GIVEN DATA

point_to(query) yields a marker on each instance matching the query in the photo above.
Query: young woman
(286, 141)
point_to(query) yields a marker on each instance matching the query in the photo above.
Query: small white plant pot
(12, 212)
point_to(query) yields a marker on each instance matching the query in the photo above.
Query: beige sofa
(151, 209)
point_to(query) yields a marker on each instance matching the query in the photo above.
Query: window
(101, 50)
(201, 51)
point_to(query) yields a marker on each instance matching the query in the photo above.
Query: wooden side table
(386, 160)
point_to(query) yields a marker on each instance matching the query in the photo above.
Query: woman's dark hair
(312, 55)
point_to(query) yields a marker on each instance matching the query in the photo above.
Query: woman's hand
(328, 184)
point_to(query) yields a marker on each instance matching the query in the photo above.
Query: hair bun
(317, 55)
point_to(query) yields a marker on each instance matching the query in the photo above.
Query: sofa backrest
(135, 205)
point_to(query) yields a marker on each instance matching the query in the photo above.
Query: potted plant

--

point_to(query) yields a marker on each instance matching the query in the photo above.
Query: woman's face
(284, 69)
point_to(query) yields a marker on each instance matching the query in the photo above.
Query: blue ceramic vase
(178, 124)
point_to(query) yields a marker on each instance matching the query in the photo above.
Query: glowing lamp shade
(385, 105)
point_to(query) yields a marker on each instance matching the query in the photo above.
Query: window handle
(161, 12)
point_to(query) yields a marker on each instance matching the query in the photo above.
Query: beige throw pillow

PROBLEM DETAILS
Repeat, character for character, the lines of the material above from the line with "Query: woman's face" through the line with "Query: beige throw pillow".

EXERCISE SOLUTION
Query: woman's face
(284, 69)
point_to(query) yields a marker on each instance matching the query in the photo above.
Query: blue ceramic vase
(178, 124)
point_to(query) yields a marker on each instance matching the query in the photo above.
Query: glowing lamp shade
(385, 105)
point_to(query) yields a marker on each instance matching the query in the photo above.
Query: window handle
(161, 12)
point_to(query) yields a marker on each instance matching the query in the photo above.
Query: beige throw pillow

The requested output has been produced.